● **WHAT TO WORK ON**
Which lines of the records below contain the word "hood"? Pull out each of them.

● **MATERIAL SUPPLIED**
:::
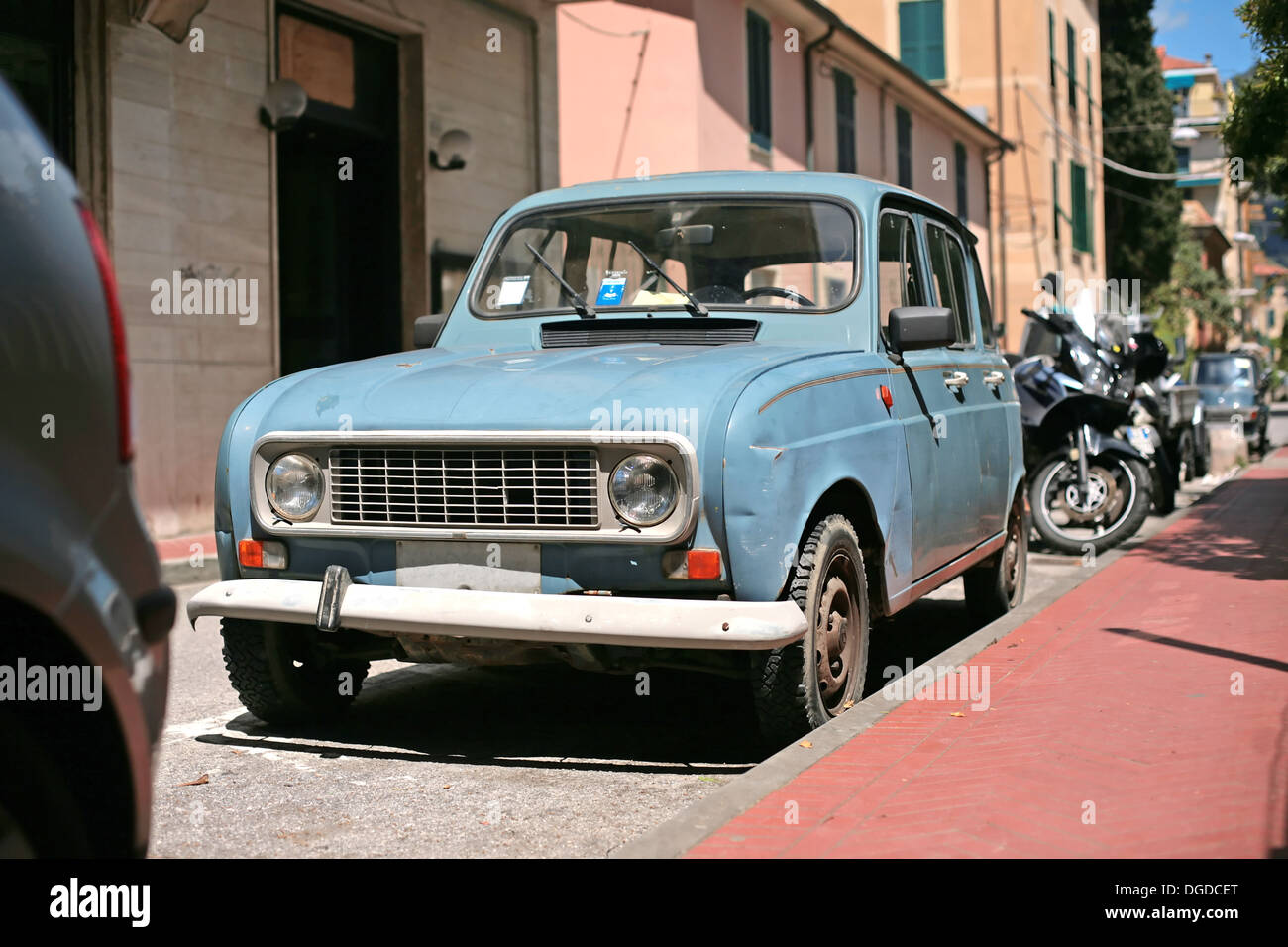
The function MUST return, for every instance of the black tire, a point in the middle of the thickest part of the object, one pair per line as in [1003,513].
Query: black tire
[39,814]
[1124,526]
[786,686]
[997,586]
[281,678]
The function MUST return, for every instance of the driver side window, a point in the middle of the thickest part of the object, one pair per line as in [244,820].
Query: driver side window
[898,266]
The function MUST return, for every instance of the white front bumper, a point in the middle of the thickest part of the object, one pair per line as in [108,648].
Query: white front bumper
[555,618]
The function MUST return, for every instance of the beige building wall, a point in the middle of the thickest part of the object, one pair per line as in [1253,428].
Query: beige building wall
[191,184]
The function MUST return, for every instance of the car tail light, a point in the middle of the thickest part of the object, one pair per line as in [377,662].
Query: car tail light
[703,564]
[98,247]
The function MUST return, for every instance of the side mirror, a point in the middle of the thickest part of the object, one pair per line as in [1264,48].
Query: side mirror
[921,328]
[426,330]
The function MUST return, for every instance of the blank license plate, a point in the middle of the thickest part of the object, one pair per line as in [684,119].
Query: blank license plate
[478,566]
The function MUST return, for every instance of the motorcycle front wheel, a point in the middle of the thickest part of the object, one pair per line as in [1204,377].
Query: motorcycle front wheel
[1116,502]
:::
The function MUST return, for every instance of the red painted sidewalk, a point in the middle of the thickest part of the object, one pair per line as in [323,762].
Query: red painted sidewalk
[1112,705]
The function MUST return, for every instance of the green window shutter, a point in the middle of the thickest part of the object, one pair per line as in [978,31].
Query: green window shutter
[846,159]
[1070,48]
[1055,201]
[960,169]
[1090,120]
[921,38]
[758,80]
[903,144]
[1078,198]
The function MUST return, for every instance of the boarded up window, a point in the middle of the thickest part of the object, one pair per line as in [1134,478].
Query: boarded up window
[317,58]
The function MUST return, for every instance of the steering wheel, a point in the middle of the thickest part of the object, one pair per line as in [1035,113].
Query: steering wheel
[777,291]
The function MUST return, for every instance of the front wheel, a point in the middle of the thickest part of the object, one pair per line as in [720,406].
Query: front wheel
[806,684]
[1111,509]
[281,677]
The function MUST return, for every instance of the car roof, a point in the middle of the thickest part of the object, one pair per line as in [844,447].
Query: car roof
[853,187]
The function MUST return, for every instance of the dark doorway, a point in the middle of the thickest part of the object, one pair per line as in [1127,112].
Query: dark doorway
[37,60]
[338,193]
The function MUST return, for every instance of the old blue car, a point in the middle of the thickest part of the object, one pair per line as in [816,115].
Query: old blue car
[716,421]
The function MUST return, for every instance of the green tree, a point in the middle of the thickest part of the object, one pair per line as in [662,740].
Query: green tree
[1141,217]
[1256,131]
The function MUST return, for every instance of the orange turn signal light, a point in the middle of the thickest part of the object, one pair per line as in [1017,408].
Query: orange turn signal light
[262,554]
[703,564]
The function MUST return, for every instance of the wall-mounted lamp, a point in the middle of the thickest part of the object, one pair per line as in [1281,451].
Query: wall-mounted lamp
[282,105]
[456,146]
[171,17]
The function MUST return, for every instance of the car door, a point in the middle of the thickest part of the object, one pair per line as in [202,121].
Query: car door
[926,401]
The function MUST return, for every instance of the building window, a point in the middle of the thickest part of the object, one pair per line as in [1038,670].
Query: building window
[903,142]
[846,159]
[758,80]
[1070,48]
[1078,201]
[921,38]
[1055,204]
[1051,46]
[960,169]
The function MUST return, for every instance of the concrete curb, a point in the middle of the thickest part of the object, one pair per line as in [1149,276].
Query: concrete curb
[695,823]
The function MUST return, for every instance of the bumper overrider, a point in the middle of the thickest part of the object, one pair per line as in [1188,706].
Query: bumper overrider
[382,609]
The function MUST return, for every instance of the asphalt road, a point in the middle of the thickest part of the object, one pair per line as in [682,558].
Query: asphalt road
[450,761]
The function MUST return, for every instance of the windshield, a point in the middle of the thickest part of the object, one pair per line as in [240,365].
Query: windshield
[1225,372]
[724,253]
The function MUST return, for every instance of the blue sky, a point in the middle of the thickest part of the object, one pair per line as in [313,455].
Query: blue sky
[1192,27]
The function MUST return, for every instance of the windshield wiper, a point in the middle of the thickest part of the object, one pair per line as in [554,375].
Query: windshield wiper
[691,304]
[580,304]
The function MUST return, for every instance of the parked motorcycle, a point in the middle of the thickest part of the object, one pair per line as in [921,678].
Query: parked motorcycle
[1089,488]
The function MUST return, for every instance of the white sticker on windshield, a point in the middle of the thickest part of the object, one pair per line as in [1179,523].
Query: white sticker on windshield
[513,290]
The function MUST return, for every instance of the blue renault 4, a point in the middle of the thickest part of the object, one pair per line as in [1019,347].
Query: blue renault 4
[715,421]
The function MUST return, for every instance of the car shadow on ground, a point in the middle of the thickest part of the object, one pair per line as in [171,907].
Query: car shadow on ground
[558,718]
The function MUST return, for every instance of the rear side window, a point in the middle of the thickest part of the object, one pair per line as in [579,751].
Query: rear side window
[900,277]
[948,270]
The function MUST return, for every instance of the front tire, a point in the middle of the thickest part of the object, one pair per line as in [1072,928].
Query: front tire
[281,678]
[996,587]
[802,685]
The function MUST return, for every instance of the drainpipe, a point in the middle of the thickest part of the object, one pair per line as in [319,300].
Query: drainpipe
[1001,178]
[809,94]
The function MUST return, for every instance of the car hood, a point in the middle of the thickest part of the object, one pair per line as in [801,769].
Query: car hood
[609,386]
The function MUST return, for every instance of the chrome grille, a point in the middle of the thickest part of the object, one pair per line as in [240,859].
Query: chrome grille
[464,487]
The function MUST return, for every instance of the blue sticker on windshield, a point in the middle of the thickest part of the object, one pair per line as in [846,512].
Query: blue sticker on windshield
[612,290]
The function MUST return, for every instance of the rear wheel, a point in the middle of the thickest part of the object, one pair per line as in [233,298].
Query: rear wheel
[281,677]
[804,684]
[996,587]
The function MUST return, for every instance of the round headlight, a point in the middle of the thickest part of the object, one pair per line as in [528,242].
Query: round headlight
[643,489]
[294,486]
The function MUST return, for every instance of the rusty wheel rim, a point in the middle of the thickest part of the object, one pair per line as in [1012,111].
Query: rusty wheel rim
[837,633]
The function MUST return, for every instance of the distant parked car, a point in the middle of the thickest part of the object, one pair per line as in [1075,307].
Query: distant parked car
:::
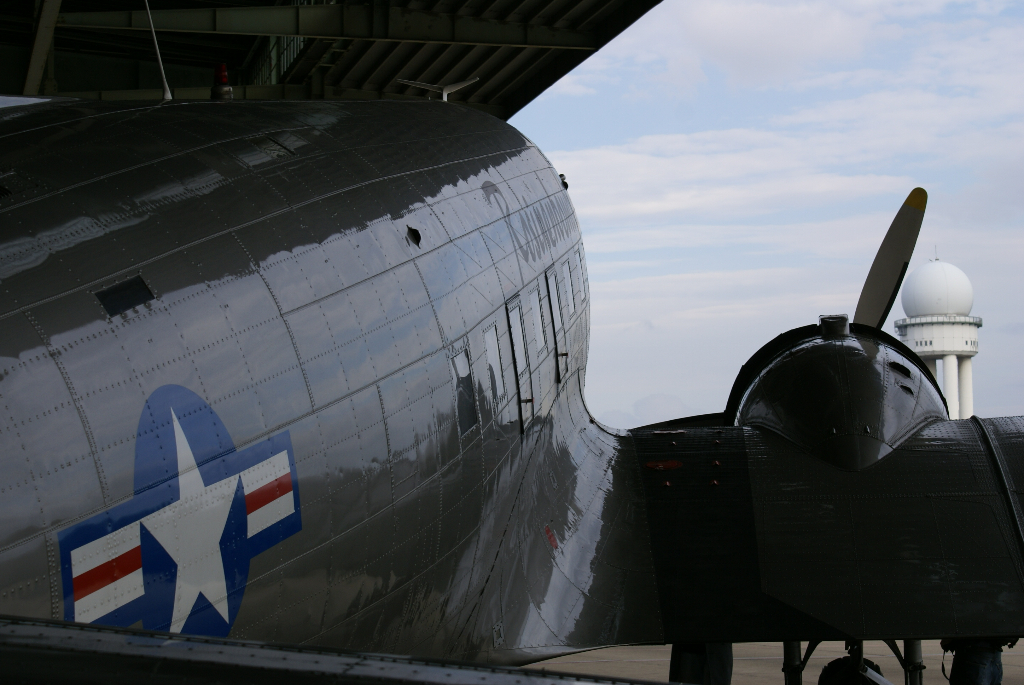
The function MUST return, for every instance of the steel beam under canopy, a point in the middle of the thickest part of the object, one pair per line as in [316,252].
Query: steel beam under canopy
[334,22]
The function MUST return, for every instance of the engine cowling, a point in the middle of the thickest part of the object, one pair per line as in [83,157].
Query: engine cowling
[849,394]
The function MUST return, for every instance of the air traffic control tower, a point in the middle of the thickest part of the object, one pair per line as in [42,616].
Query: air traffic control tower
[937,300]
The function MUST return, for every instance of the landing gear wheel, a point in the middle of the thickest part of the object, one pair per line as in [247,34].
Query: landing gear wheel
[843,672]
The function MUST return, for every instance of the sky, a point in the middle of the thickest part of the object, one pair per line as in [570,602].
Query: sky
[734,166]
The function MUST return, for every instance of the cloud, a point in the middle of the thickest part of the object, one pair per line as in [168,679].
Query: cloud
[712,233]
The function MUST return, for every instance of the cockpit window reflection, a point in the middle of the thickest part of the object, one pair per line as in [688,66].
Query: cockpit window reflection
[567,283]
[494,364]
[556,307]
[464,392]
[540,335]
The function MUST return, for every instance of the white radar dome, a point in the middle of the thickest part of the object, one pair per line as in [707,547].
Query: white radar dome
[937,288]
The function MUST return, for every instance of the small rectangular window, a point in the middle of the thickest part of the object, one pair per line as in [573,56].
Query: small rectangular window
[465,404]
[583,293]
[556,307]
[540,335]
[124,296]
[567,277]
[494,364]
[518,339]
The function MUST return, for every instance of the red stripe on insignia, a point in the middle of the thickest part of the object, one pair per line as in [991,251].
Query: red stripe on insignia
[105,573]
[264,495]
:::
● **TASK RESPONSE**
The function MUST return, for every instance of the car hood, a point in the middle of the thickest part of the object, one pair per line as in [801,769].
Query: car hood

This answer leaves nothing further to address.